- **DIRECTION 1**
In the forum thread on calculating a regression line, what is the regression line said to be equal to?
- **DIRECTION 2**
For each statement, say whether the forum thread on calculating a regression line agrees with it. Answer yes or no, and quote the deciding words. (a) The original poster knows how to use Excel to get the regression line for multiple regression. (b) The given formula for the line includes an error term. (c) The calculus approach sets the partial derivatives equal to one.
- **DIRECTION 3**
Extend the forum thread on calculating a regression line, picking up after its final post.

Calculating Regression Line

So am I crazy, or do we not actually need to know how to establish the regression line from a data set? It seems like it’s always given to us.

I understand that the regression line minimizes the squared residuals (if I’m correct), but if you gave me a data set I wouldn’t know how to get the regression line other than just getting excel to do it for me. And for multiple regression I don’t even know how to use excel to get the regression line. Is this an issue?

I think you just need to know that the regression line = the line of best fit.

Also, know what the formula of the line is for simple and multiple regression.

Y(dependent variable) = intercept + slope coefficient (X/independent variable) + error term.

I went back and found the formulas for the slope coefficient and intercept. Can’t believe I didn’t see this before.

But it leads me to another question. How can the intercept have a standard error? I understand how the independent variables can have standard error because there are many values for them and they will each have a residual with respect to the dependent variable. But how can the intercept have a standard error when there is only one intercept? Where is the information coming from to get a standard error for this?

It’s a straightforward calculus problem: compute the partial derivatives of the sum of the squared residuals with respect to each of the regression coefficients (intercept and each of the slopes), set those partials equal to zero, solve the linear system.

Voilà!

- **SUPPLIED DATA**
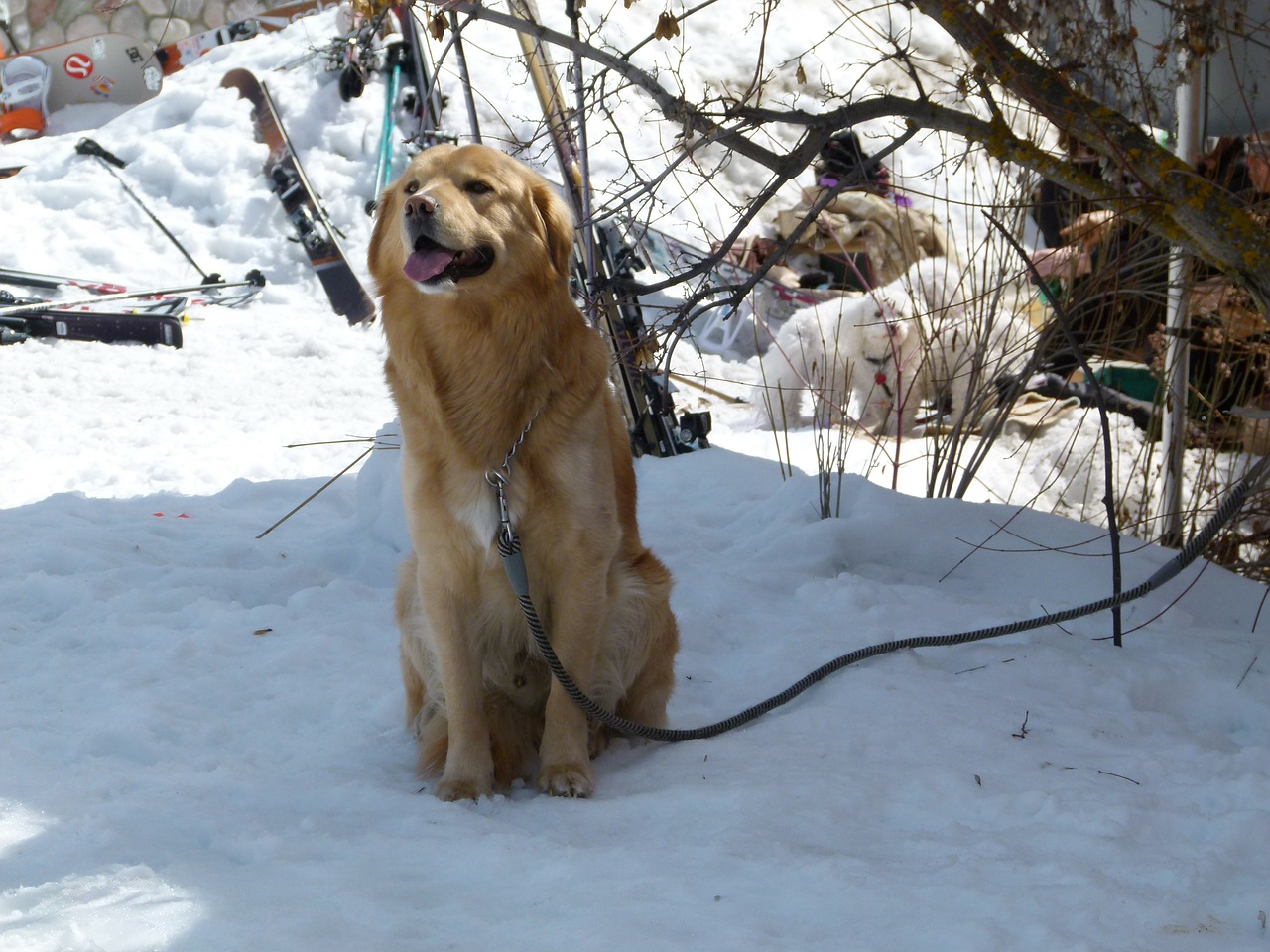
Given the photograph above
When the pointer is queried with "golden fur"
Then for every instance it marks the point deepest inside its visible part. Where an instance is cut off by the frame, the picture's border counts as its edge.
(476, 350)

- **FINAL ANSWER 1**
The line of best fit.

- **FINAL ANSWER 2**
(a) No: "And for multiple regression I don’t even know how to use excel to get the regression line."
(b) Yes: "Y(dependent variable) = intercept + slope coefficient (X/independent variable) + error term."
(c) No: "set those partials equal to zero"

- **FINAL ANSWER 3**
There is also only one slope coefficient for each independent variable. If you can have a standard error for each slope coefficient, it stands to reason that you can have a standard for the intercept as well.

Ok that makes sense, but here’s where I get confused…

The standard error for the slope coefficients come from, if I’m not mistaken, the calculated covariances of the dependent variable with respect to that specific independent variable.

However, my understanding is that there is only one value of the intercept. There are not multiple intercept data point with which to establish a covariance which can give us a standard error. Obviously this thinking is incorrect, but I am not sure where.

Amongst the properties of a least-squares, best fit line is that it passes through the point (μx, μy). Thus, if the y-values vary at all, the line will move up or down, which, in turn, will change the intercept. This is seen most easily when μx = 0, so that μy is the intercept; any change in any y-value will obviously change the intercept.

Ah yes that makes sense. Thank you so much.

Good to hear.

You’re quite welcome.